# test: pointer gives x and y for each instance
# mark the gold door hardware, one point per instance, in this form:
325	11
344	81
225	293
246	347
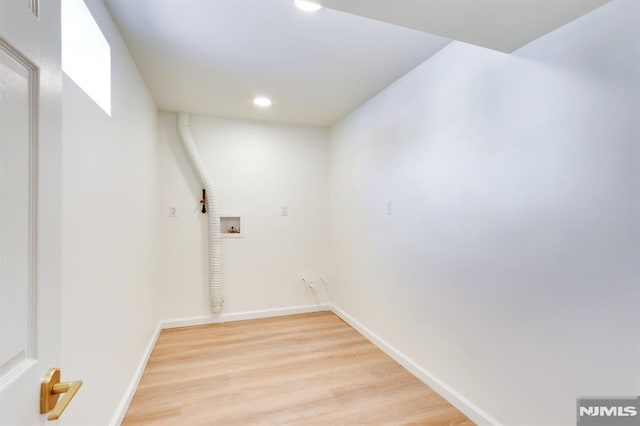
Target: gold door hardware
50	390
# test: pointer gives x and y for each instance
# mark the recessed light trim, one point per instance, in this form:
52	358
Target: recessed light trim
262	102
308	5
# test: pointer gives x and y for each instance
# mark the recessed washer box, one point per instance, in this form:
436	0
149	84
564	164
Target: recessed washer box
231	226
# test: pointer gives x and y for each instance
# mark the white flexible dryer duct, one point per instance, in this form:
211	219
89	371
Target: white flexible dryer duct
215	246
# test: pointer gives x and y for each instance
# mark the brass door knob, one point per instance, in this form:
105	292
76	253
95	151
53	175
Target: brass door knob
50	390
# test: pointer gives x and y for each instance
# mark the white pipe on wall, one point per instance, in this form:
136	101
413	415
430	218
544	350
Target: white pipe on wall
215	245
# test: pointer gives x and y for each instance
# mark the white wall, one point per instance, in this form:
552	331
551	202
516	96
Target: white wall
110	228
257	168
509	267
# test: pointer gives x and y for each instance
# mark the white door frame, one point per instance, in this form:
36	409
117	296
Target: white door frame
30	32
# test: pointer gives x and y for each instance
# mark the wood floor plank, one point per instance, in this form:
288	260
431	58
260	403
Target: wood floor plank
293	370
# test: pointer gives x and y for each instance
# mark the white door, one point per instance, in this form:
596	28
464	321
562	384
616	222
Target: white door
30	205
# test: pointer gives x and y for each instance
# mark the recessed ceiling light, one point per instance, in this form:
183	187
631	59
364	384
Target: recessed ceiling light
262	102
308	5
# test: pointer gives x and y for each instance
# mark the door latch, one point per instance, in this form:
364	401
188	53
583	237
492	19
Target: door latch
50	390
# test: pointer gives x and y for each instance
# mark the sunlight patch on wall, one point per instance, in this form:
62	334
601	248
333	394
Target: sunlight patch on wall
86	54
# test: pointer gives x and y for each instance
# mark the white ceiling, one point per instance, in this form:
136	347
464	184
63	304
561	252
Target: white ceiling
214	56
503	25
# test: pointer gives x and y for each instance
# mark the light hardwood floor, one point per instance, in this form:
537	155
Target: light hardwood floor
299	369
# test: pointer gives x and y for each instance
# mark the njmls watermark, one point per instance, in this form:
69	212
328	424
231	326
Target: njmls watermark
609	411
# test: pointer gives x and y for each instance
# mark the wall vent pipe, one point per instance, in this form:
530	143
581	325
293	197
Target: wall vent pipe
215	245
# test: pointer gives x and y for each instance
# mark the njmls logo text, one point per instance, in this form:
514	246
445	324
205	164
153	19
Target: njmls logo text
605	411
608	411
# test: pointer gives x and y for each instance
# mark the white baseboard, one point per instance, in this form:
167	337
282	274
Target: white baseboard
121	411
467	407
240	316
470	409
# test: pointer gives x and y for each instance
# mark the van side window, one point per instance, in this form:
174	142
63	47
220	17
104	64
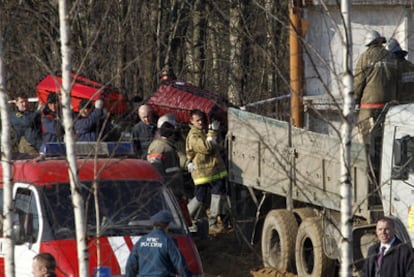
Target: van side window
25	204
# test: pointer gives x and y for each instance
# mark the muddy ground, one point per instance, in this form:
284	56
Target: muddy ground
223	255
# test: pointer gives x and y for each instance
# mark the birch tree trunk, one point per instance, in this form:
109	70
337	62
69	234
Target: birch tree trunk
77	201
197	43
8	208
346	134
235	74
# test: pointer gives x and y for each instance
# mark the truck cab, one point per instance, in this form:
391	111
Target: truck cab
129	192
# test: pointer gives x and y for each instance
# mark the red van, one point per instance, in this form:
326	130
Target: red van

→ **What you will do**:
Could you reproduce every record above exactly, leaving out the pictures?

→ **Final answer**:
# test: pointer gives x and y for each instance
# mark the gold door hardware, one point per instance, in this form:
325	11
344	81
225	293
246	347
Target: gold door hardware
50	390
# test: pointer gives x and y for each instance
# mark the recessed light trim, one point per instance, in this form:
52	358
Target: recessed light trim
262	102
308	5
# test: pointer gives x and y for each instance
# mark the recessed washer box, one point per instance, in this form:
436	0
149	84
564	164
Target: recessed washer box
231	226
# test: pointer gives x and y for each instance
# mark the white flexible dryer duct, one point per instance, in this form:
211	219
89	371
Target: white flexible dryer duct
215	246
# test: pointer gives x and y for each instance
# mark the brass door knob, one point per instance, in this form:
105	292
76	253
95	151
53	175
Target: brass door knob
50	390
# test: pointer gives x and y for each instance
# mark the white pipe on wall, one point per instance, in this form:
136	101
413	415
430	218
544	350
Target: white pipe on wall
215	245
# test: pointer gives x and y for each instance
# mark the white wall, one point per instance, in this form:
552	331
551	202
516	96
Target: white wall
110	228
257	168
509	267
# test: pointer gives x and y for each instance
# mark the white door frame, one point per instance, in this form:
36	409
117	296
Target: white door frame
30	32
# test: pointer gives x and y for each instance
# mark the wood floor plank, one point per instance, in this form:
288	260
431	58
260	403
Target: wood floor plank
293	370
# test: pointer gives x and y for each instance
# mark the white door, one point per instance, in this form:
596	28
464	321
562	384
616	222
Target: white door
30	205
# test: pointer gives x and y for each instance
# mark the recessed ceiling light, one point per instance, in this form:
183	187
631	59
364	384
Target: recessed ceiling light
262	102
308	5
# test: pointer gives x and y for each instance
# mark the door latch, one point per instance, in this form:
364	401
188	53
583	237
492	19
Target: door latch
50	390
# test: pointer gives x and y for each instance
# mark the sunlight patch on wall, one point per instance, in this form:
62	334
601	248
333	394
Target: sunlight patch on wall
86	54
# test: pointer gives x and y for each instance
# mark the white ceiling, one point per instance, in this form:
136	347
464	184
63	304
561	252
Target: white ceiling
214	56
503	25
# test: pointer gives x and y for each instance
# mark the light hardwood floor, one point per instance, in this form:
537	155
Target: light hardwood floor
299	369
# test: pointer gives x and y for each instance
# mark the njmls watermark, one point per instance, in this form:
69	212
328	424
231	326
Target: njmls watermark
609	411
# test: pointer gives x and y for each instance
# mark the wall vent pipe, one point per instance, in this form:
530	143
581	325
293	197
Target: wall vent pipe
215	245
# test: pointer gives x and y for each instance
# mark the njmls logo text, one point per instance, in this form:
514	246
445	324
205	164
153	19
Target: njmls logo text
605	411
608	411
# test: pointer gives x and y for each instance
# mark the white baseboard, one point per instance, in this form:
167	337
282	274
Target: white baseboard
121	411
467	407
240	316
470	409
# test: pointer gives x and y for each instance
# mark the van side window, one point per instance, in this form:
174	142
63	47
220	17
104	64
Target: van side window
25	204
# test: pointer gives x and y for each instance
# mark the muddy ground, one point per instance, in this form:
284	56
Target: muddy ground
223	255
# test: pointer gives x and y for each instance
# mark the birch tree trunk, one point per instance, in this form:
109	70
337	62
69	234
Target: birch tree trunk
77	201
197	43
8	208
346	134
235	74
# test: pointer gives x and y for each instance
# mark the truck cab, one point per instance, in this form:
391	111
Target: truck cab
129	192
# test: pointer gives x and y for each instance
# mark the red van, one point per instance, in this form:
326	130
Target: red van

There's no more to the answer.